> **What you need to do**
What you give back must match the data exactly, minus the pictures.

> **Provided entries**
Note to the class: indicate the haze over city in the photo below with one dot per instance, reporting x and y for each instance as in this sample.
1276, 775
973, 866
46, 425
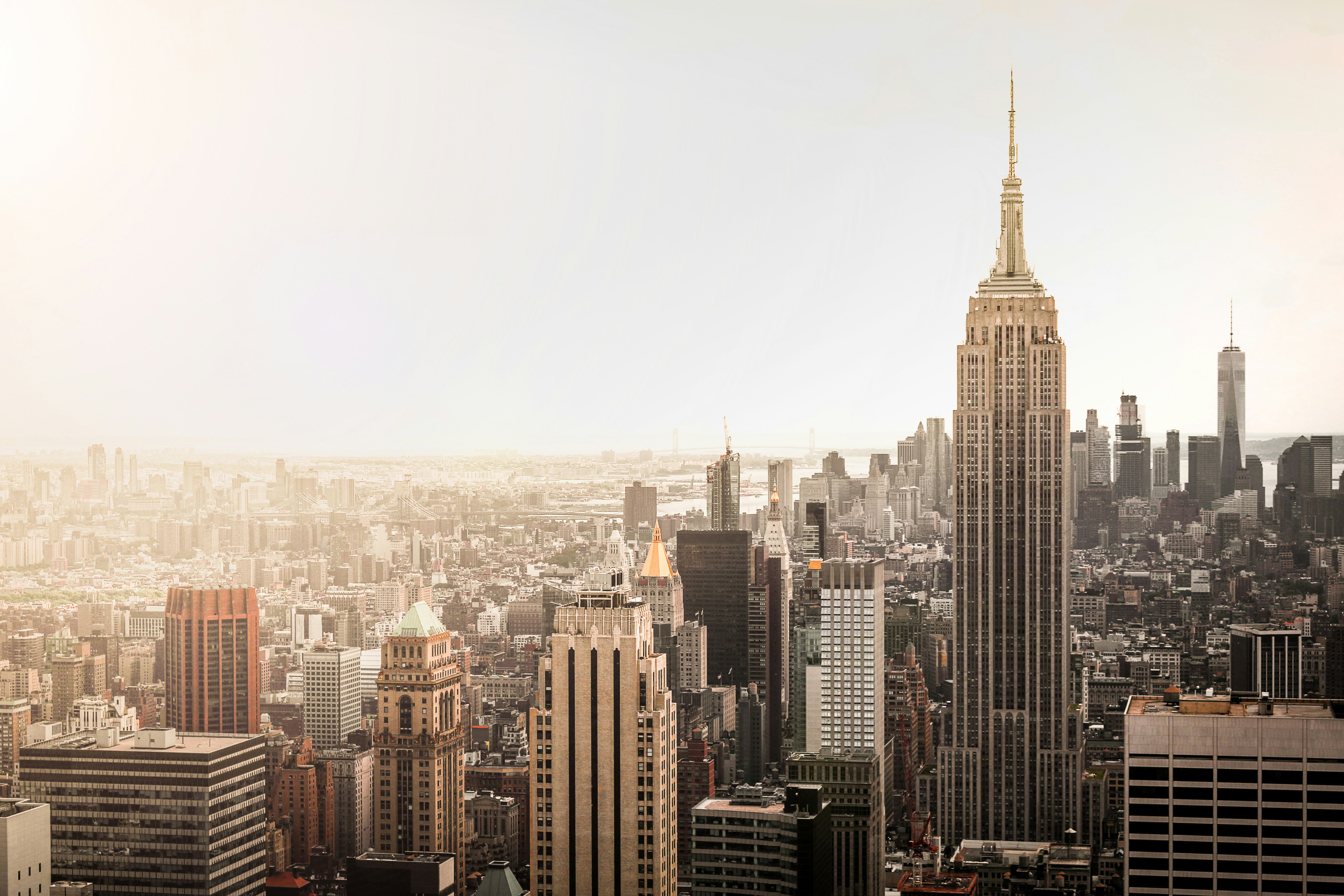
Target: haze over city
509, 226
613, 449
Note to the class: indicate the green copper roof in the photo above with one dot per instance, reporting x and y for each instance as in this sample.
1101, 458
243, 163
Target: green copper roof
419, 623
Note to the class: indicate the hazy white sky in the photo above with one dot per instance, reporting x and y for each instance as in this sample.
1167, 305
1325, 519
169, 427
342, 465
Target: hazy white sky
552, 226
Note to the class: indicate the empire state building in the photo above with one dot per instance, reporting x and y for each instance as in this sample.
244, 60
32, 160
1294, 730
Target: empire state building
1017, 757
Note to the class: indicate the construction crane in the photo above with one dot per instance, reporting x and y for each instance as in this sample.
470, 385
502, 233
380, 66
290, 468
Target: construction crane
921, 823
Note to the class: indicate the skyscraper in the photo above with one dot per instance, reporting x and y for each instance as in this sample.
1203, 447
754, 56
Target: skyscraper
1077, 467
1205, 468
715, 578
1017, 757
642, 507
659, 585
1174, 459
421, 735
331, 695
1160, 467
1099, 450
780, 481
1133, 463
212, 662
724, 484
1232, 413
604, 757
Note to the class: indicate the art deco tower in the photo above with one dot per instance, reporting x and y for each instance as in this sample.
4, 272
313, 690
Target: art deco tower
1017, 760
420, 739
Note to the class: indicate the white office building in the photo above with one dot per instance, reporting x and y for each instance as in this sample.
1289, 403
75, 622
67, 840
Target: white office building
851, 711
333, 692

> **Exercise solution**
Note to the class: indicate the haze over city in the photo below with one dot per instance, reporting x and y for each instance as in this sample.
1276, 775
973, 866
46, 425
Target: haze over city
509, 226
613, 449
Note to the class: indicate the green copper roof in the photo above with one dot per instance, reporting x and y for each instance as in this sample.
1101, 458
243, 163
Target: green copper roof
419, 623
Note to the class: indicate the hazy white sky in the photo above with one dot per instance, reporting x and y for each instance as in this sample.
1167, 305
1325, 519
169, 427
342, 465
Target: hazy white sky
552, 226
Note to the class: indicate the empire state building in the photo above with one dot per instance, reporting x and y for each instance as in this sample.
244, 60
32, 160
1294, 730
Target: empire state building
1017, 757
Note to the class: indicate the construction crane in the photo above with one dot per instance, reporting x and y for each instance as in this sample.
470, 385
502, 233
380, 66
290, 468
Target: construction crane
921, 823
Note to the class: indicate the skyscraper in the photo above with one dot per instance, reporting x and y for each instance as in this sample.
1203, 447
754, 56
Target: skyscraper
1077, 467
1205, 468
715, 578
1017, 757
642, 507
659, 585
1174, 459
421, 735
331, 695
1160, 467
1099, 450
780, 481
1133, 463
212, 662
724, 484
1232, 413
604, 757
Note to the class: indicate the art deco tower in the photo above with one dot per instance, reporting x and y for each instance as in this sample.
4, 272
313, 690
Target: art deco tower
1017, 760
420, 739
Note to the class: indicate the white office building in the photo above with one dot per instance, reporting x and y for each instance as in this sample.
1289, 403
75, 622
67, 840
Target: white office building
851, 711
333, 692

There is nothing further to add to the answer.